[Source records]
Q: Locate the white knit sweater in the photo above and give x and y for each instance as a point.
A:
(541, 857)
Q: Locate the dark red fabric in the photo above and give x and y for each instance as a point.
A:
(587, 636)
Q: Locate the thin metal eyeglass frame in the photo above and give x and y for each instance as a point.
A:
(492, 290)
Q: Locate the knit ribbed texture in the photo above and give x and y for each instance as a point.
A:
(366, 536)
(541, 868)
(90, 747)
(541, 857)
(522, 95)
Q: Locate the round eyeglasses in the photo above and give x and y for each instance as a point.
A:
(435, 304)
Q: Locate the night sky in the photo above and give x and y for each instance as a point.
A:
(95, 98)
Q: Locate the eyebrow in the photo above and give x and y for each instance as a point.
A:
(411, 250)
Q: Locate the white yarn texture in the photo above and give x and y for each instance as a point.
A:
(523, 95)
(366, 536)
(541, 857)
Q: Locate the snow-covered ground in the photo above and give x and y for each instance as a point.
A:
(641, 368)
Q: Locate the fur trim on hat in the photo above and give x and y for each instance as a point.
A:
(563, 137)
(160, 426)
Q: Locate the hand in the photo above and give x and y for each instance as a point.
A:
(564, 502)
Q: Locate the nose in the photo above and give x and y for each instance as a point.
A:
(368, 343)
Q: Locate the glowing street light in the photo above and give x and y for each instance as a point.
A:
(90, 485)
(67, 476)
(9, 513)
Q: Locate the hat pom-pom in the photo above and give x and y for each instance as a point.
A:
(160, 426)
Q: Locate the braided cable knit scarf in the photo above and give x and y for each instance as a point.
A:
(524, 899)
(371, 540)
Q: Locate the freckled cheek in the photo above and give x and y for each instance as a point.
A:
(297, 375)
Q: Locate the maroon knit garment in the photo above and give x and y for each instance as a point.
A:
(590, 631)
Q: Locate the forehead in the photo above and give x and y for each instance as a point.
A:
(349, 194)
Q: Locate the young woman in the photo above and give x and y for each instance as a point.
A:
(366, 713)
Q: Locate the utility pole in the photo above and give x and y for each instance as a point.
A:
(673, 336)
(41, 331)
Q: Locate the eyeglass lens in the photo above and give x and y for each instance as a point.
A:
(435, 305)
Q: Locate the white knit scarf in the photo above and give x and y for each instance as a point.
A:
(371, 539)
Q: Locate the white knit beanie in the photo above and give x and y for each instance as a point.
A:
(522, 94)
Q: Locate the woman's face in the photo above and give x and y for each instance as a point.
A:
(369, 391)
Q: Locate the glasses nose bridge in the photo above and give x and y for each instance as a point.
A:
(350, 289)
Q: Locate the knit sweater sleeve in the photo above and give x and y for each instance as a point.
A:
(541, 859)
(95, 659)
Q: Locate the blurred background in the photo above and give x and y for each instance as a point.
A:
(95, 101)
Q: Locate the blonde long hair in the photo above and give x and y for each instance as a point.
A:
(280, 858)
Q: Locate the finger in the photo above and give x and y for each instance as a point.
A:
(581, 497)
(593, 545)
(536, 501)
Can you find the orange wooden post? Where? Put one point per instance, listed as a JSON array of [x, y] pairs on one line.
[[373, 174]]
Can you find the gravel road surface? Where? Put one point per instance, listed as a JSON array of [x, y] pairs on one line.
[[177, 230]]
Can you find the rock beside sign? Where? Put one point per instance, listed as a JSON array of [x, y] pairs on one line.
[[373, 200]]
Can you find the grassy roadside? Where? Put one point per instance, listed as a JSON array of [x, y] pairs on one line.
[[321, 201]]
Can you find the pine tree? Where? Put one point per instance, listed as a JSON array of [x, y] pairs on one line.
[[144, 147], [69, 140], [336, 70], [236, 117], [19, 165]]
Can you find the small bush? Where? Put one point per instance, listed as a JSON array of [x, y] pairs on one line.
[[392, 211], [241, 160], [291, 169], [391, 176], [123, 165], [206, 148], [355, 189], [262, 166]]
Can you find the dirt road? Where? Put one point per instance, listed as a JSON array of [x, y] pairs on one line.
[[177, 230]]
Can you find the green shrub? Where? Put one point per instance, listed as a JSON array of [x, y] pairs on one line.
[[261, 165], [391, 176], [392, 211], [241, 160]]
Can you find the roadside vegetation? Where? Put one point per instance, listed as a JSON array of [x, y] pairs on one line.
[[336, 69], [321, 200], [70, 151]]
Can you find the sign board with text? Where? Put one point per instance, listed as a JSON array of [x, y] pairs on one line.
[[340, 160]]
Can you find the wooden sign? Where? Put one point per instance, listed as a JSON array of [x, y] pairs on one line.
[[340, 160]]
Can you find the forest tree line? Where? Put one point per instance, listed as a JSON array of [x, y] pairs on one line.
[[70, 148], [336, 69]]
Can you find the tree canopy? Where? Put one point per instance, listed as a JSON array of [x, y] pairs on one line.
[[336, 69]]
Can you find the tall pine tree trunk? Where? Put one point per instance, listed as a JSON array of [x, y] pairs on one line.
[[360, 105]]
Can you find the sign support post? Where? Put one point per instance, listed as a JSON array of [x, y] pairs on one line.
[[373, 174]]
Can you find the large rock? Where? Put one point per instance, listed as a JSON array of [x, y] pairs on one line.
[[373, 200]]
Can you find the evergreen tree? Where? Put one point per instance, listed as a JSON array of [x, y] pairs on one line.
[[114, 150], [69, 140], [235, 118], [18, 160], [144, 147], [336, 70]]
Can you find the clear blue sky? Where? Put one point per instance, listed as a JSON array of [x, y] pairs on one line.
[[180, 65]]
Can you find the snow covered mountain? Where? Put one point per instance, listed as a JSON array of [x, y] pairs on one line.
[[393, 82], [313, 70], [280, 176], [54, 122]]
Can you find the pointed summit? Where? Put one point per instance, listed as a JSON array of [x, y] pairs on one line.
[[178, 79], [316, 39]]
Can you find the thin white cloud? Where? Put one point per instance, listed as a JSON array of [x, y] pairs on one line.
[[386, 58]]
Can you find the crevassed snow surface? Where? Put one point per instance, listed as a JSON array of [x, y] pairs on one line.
[/Source records]
Task to complete: Spot the lines above that mention "knit" and copy them.

Response to this exercise:
Q: Locate the white knit sweater in the photo above and give x and y for each instance as a point.
Q: Locate the knit ribbed texture in the photo above and give x and y for each instance as a point.
Q: Locate the braided cable knit scarf in the photo above and give x and y for each instance as a point.
Q: Locate the maroon knit garment in the photo above and give x and y for each instance as a point.
Q: Locate the white knit scarf in the photo above and give x and y for each instance as a point.
Q: Locate the white knit beanie in the photo above and give x and y for each instance as a point.
Q: Locate the knit sweater sleeve in the photo above and give x and y for each instance as a point.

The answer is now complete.